Start of Block

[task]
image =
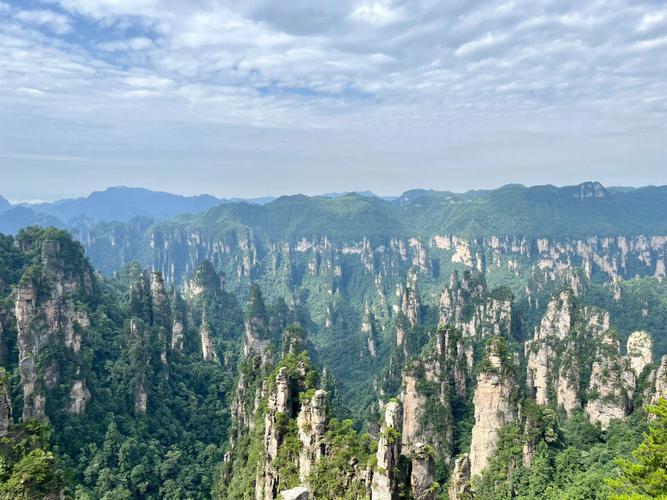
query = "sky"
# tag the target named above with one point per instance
(265, 97)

End of Block

§ **What the task asks**: Apart from the images, every line above needs to be printed again exactly.

§ **Reply to the task**:
[task]
image =
query = "sky"
# tag the target named above with one point per instance
(265, 97)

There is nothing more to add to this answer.